▶ The input
● ● ● ● ● ● ●

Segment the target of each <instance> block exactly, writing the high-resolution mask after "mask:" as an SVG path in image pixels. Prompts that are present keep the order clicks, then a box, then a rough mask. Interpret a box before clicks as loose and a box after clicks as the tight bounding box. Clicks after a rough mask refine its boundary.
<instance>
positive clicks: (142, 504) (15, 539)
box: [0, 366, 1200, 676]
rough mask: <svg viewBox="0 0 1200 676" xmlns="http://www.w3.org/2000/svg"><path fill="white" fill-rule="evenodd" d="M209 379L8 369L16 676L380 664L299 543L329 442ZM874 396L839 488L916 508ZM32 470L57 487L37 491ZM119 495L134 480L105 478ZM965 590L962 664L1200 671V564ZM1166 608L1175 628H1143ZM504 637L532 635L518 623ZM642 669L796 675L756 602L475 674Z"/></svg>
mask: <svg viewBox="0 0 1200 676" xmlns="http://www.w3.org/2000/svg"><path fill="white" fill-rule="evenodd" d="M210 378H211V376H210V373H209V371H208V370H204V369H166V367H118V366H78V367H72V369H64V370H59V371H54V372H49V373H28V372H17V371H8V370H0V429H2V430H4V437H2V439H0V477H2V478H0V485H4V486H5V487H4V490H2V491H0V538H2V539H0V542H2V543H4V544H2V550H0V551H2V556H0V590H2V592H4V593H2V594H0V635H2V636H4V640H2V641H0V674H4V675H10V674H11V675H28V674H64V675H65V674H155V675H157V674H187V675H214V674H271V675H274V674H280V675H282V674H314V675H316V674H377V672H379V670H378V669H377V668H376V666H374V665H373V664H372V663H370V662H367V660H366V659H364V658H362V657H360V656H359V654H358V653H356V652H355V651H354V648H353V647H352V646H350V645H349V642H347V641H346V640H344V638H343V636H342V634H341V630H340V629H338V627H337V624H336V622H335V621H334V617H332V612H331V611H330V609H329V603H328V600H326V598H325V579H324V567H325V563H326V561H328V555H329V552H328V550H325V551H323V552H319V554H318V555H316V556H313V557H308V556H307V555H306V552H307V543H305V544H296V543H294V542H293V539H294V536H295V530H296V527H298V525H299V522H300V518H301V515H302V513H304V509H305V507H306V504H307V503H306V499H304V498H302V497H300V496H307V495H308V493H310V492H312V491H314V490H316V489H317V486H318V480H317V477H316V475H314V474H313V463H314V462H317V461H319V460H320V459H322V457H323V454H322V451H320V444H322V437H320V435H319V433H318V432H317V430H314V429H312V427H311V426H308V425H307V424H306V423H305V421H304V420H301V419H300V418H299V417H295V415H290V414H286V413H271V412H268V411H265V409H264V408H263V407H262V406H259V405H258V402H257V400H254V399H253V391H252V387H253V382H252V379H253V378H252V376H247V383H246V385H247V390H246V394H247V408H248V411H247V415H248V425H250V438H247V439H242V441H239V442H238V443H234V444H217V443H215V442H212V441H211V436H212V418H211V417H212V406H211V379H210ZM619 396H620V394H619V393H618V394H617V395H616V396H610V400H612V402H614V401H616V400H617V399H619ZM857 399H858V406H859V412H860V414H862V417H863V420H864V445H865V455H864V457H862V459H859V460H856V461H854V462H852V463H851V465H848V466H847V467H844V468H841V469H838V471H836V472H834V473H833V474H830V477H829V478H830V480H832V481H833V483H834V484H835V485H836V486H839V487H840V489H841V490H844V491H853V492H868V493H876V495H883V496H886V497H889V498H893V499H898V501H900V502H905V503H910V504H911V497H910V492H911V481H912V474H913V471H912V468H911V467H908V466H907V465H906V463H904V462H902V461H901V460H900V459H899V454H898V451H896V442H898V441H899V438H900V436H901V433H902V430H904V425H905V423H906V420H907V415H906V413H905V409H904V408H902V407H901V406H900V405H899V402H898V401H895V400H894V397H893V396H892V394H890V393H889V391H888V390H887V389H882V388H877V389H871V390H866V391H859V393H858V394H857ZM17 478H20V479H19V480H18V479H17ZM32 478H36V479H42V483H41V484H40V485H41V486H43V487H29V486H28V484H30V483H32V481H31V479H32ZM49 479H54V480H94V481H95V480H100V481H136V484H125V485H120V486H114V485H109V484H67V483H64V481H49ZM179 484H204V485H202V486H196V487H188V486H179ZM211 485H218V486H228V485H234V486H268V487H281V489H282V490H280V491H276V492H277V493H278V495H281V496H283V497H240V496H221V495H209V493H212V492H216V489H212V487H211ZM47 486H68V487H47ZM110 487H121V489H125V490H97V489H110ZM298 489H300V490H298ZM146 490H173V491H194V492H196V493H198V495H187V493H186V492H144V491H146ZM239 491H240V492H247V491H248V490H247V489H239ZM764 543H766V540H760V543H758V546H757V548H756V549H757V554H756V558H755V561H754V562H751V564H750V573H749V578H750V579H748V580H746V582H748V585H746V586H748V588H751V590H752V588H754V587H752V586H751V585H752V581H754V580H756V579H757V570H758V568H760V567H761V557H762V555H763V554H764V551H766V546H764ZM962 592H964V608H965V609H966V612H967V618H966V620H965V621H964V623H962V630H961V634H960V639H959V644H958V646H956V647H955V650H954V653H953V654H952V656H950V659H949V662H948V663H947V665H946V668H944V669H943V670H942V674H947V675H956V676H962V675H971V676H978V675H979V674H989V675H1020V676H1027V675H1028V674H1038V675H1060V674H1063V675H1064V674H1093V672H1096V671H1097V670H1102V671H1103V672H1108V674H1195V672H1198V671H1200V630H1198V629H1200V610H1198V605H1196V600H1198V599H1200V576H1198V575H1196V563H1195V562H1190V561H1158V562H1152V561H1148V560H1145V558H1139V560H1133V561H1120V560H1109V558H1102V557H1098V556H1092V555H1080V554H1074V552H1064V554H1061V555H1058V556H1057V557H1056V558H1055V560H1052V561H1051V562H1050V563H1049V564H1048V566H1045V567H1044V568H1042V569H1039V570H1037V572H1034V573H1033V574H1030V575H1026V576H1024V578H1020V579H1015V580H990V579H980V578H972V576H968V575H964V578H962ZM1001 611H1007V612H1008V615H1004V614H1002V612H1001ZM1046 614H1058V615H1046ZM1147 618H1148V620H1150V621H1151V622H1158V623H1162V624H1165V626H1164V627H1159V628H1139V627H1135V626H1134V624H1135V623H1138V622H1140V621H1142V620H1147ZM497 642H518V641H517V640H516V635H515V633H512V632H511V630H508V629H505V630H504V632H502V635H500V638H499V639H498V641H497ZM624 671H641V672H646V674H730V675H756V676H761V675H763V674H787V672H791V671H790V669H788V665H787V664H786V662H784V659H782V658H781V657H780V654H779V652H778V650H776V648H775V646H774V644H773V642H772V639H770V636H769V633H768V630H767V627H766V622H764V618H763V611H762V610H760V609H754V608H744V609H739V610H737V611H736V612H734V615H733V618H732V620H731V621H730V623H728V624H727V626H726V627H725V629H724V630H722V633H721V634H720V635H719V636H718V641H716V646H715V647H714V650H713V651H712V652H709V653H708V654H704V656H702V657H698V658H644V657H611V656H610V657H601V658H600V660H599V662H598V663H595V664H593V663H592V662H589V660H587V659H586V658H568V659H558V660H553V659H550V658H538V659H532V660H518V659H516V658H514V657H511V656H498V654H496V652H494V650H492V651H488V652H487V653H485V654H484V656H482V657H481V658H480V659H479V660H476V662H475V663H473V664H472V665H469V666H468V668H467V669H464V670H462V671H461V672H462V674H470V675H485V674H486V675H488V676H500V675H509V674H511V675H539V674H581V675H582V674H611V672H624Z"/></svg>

● ● ● ● ● ● ●

▶ Your goal
Take the lines from the first line of the listing up to and including the line with "box: [0, 366, 1200, 676]" and give them again exactly.

▶ Expected answer
Segment the target of each <instance> block exactly, writing the high-resolution mask after "mask:" as an SVG path in image pixels. Prompts that are present keep the order clicks, then a box, then a rough mask. Interpret a box before clicks as loose and a box after clicks as the tight bounding box. Clicks after a rough mask refine its boundary.
<instance>
positive clicks: (142, 504) (15, 539)
box: [0, 366, 1200, 676]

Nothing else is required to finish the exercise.